* **PASSAGE PROVIDED**
Friday, January 22, 2021

M/s Linkdotnet Telecom Limited, Vs Commissioner Inland Revenue, Unit-23, LTU, Islamabad.

 

APPELLATE TRIBUNAL INLAND REVENUE, DIVISIONAL BENCH-I,

ISLAMABAD

STA No.322/IB/2019

(Tax Period July, 2015 To June, 2016)

********

M/s Linkdotnet Telecom Limited, DHQ-3, Kohistan Road, F-8 Markaz, Islamabad.

 

Appellant

 

VS

 

Commissioner Inland Revenue, Unit-23, LTU, Islamabad.

 

Respondent

 

 

Appellant by

 

Mr. Mansoor Saeed, ITP

Respondent by

 

Mr. Imran Shah, DR

 

Date of hearing

 

21.01.2021

Date of order

 

21.01.2021

O R D E R

M. M. AKRAM (Judicial Member): The titled appeal has been filed by the appellant/registered person against an Order No.16/2019 dated 11.10.2019 passed by the learned CIR (Appeals-I), Islamabad for the Tax Periods July, 2015 to June, 2016 on the grounds as set forth in the memo of appeal.

* **DATA PROVIDED**
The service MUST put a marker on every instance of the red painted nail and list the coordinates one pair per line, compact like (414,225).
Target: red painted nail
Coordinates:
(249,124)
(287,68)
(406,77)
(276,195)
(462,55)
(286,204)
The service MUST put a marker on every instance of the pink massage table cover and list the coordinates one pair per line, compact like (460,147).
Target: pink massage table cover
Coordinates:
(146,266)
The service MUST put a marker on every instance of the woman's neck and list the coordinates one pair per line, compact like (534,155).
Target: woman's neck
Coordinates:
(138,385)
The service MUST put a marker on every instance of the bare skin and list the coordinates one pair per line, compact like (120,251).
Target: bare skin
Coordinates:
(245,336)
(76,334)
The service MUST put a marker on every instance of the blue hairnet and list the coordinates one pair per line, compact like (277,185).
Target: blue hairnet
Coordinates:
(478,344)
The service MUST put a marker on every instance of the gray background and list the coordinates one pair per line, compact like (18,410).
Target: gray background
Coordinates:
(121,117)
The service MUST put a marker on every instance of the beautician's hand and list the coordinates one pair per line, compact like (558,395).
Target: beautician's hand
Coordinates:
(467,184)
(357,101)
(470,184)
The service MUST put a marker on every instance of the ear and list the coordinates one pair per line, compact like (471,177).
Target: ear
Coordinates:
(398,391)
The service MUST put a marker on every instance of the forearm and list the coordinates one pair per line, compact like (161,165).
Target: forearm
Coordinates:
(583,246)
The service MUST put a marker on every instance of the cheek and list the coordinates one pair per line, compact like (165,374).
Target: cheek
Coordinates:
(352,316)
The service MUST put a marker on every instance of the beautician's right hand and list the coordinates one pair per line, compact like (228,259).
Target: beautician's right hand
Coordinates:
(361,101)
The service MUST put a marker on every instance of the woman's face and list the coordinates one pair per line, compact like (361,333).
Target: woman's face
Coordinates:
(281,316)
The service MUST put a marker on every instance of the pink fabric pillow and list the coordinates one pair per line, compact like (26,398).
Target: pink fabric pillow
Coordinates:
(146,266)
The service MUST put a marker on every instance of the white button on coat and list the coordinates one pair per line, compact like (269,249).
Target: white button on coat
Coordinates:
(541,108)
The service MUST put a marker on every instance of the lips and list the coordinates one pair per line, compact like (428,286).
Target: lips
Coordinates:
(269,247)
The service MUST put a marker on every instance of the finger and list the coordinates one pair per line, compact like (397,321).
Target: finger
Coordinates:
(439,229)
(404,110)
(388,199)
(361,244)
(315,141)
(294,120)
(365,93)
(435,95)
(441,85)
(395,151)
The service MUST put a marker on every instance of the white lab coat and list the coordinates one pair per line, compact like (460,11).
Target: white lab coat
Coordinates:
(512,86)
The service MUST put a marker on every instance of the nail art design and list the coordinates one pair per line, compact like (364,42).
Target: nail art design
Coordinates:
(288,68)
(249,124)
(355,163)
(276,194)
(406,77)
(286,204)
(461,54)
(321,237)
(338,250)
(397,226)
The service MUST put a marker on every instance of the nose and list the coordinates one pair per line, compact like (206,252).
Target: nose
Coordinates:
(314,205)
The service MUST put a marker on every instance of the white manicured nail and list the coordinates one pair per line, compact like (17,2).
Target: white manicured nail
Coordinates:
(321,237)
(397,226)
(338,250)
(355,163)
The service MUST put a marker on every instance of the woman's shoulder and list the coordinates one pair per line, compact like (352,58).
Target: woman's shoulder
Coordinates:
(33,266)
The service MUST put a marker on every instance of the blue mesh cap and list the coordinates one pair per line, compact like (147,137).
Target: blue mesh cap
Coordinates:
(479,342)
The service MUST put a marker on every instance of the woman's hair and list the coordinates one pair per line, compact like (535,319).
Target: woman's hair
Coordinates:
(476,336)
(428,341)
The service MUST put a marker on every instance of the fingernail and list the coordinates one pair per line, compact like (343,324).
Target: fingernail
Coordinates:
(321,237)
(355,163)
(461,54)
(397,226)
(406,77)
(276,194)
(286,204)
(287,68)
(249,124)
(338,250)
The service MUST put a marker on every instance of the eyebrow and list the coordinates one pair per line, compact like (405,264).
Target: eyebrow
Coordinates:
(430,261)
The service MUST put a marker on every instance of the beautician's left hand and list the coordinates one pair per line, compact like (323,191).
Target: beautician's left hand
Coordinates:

* **STATED GOAL A**
According to the tribunal order, who appeared for the respondent?
* **STATED GOAL B**
Turn the entries from the line containing "compact like (147,137)." through the end of the entries into a JSON list of strings, one string per line, leaving out blank lines.

* **WRITTEN SOLUTION A**
Mr. Imran Shah, DR

* **WRITTEN SOLUTION B**
[
  "The service MUST put a marker on every instance of the blue mesh cap and list the coordinates one pair per line, compact like (147,137).",
  "Target: blue mesh cap",
  "Coordinates:",
  "(479,342)",
  "The service MUST put a marker on every instance of the woman's hair and list the coordinates one pair per line, compact like (535,319).",
  "Target: woman's hair",
  "Coordinates:",
  "(476,336)",
  "(428,341)",
  "The service MUST put a marker on every instance of the fingernail and list the coordinates one pair per line, compact like (343,324).",
  "Target: fingernail",
  "Coordinates:",
  "(321,237)",
  "(355,163)",
  "(461,54)",
  "(397,226)",
  "(406,77)",
  "(276,194)",
  "(286,204)",
  "(287,68)",
  "(249,124)",
  "(338,250)",
  "The service MUST put a marker on every instance of the eyebrow and list the coordinates one pair per line, compact like (405,264).",
  "Target: eyebrow",
  "Coordinates:",
  "(430,261)",
  "The service MUST put a marker on every instance of the beautician's left hand and list the coordinates one pair per line, compact like (323,191).",
  "Target: beautician's left hand",
  "Coordinates:"
]